*** Opening of Exercise passage ***
Law clerk, theatrical manager, soldier

Major General Gustave Mario Ramaciotti, (13 March 1861 – 6 December 1927) was an Australian law clerk, theatrical manager and soldier who was well known in Sydney's legal services.

==Early life and career==

Ramaciotti was born in Livorno, Italy, on 13 March 1861. He arrived in Queensland, Australia, in his teenage years, and in 1878 joined the Rockhampton Volunteers, Queensland Defence Force as a private. In 1880 he was naturalised. He became a law clerk and married Ada Wilson in 1882. As managing clerk of the conveyancing department of Minter Simpson & Co, he became well known in Sydney legal circles until his retirement from law in 1904. He became a partner in Australia's largest theatrical company with J. C. Williamson and George Tallis. After selling his shares in J C Williamson Ltd he bought the Theatre Royal in King Street, Sydney, the neighbouring Sutton's Hotel and adjoining land at the rear of these properties.
*** Close of Exercise passage ***
*** Opening of Supplied data ***
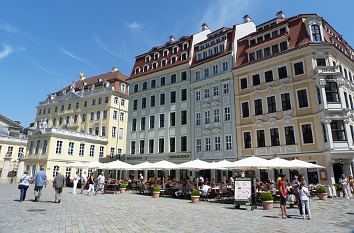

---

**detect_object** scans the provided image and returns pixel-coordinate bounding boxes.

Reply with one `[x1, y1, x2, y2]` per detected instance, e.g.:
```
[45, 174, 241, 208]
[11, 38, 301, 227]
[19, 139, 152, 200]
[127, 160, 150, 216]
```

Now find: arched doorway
[333, 163, 343, 183]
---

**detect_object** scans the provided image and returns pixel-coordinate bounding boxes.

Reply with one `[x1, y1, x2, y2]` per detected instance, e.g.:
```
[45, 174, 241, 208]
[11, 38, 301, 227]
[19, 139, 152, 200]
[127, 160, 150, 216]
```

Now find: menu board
[235, 177, 252, 202]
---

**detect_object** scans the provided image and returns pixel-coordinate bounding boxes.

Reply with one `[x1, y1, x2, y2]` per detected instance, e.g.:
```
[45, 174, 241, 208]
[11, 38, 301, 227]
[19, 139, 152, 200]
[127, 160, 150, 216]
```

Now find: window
[224, 107, 231, 121]
[130, 141, 135, 155]
[254, 99, 263, 116]
[252, 74, 261, 86]
[331, 121, 347, 142]
[140, 117, 145, 130]
[325, 82, 340, 102]
[112, 126, 117, 138]
[195, 91, 200, 101]
[270, 129, 280, 146]
[90, 145, 95, 157]
[280, 93, 291, 111]
[284, 126, 295, 145]
[99, 146, 104, 158]
[205, 138, 211, 151]
[160, 93, 165, 105]
[42, 140, 48, 154]
[159, 138, 165, 153]
[225, 135, 232, 150]
[297, 89, 309, 108]
[264, 70, 273, 83]
[257, 130, 265, 147]
[214, 108, 220, 122]
[132, 118, 136, 131]
[223, 83, 229, 94]
[150, 95, 155, 107]
[181, 89, 187, 101]
[240, 78, 247, 90]
[160, 113, 165, 128]
[160, 77, 166, 87]
[79, 143, 85, 157]
[213, 86, 219, 96]
[204, 111, 210, 124]
[139, 140, 145, 154]
[243, 132, 252, 149]
[195, 139, 202, 152]
[55, 141, 63, 155]
[278, 66, 288, 79]
[301, 124, 313, 144]
[170, 137, 176, 152]
[241, 102, 250, 118]
[170, 112, 176, 126]
[294, 62, 304, 76]
[267, 96, 277, 113]
[195, 112, 201, 125]
[181, 110, 187, 125]
[214, 137, 221, 151]
[181, 136, 187, 152]
[311, 24, 322, 42]
[149, 139, 154, 154]
[204, 89, 210, 99]
[150, 115, 155, 129]
[171, 74, 177, 83]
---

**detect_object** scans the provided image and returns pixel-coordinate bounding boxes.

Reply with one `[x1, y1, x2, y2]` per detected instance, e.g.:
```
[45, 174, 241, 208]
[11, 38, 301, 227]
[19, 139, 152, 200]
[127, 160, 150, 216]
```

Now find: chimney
[276, 11, 285, 19]
[80, 72, 85, 80]
[243, 15, 252, 23]
[202, 23, 209, 31]
[168, 35, 176, 43]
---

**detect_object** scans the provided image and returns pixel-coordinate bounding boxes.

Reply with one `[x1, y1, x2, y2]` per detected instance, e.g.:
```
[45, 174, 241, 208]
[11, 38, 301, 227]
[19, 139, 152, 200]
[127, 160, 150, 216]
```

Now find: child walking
[299, 181, 311, 220]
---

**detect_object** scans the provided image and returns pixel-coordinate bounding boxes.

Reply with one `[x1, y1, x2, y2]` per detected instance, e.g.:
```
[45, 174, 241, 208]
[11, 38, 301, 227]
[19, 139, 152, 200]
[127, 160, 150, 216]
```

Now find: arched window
[53, 165, 59, 177]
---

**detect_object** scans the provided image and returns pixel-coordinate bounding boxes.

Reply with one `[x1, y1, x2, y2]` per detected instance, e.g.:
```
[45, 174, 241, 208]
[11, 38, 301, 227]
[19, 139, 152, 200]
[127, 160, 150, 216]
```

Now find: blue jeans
[20, 185, 28, 201]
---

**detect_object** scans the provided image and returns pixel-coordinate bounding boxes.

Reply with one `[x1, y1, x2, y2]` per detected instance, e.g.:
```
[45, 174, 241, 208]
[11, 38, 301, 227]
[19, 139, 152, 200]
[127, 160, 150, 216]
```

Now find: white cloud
[200, 0, 250, 30]
[0, 43, 14, 60]
[127, 22, 143, 31]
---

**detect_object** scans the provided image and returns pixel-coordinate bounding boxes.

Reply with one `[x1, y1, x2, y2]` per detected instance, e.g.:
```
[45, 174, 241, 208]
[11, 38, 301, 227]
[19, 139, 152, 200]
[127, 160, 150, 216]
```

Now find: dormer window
[311, 24, 322, 42]
[172, 46, 178, 53]
[162, 49, 168, 57]
[152, 62, 158, 70]
[145, 55, 151, 62]
[143, 65, 149, 72]
[171, 56, 177, 64]
[181, 52, 188, 61]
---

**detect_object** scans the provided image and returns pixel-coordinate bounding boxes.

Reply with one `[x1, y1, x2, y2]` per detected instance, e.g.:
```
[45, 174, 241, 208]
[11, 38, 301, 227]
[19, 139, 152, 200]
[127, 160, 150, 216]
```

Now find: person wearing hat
[277, 174, 288, 219]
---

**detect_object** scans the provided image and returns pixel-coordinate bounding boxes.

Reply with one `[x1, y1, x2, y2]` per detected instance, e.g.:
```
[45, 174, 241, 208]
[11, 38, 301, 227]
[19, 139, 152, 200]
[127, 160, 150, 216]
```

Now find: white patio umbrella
*** Close of Supplied data ***
**Parts of the exercise**
[a] List every year that appears in the "Early life and career" section of the Ramaciotti biography.
[b] Extend the biography of Gustave Mario Ramaciotti, picking up right after its final sentence.

**Answers by task**
[a] 1861, 1878, 1880, 1882, 1904

[b]
==Military career==
Ramaciotti's military interests continued and in 1890 he had been commissioned as a second lieutenant with the 2nd Infantry Regiment. By 1909 he was a lieutenant colonel commanding the 1st Battalion, 2nd Infantry Regiment. He went on to command the 24th Infantry (2nd Sydney Battalion) and was promoted to colonel in command of the 11th Infantry Brigade in 1914. During the First World War his duties were largely confined to home, but he eventually became Inspector General of administration at Army Headquarters, Melbourne. He was made a Companion of the Order of St Michael and St George in 1917, and on his retirement in 1920 he was made an honorary major general.

==Death==
Ramaciotti spent his remaining years travelling between Australia and Italy, until his death on a visit home to Australia on 6 December 1927. He was survived by his children Clive and Vera and his estate was sworn for probate in New South Wales at £91,485.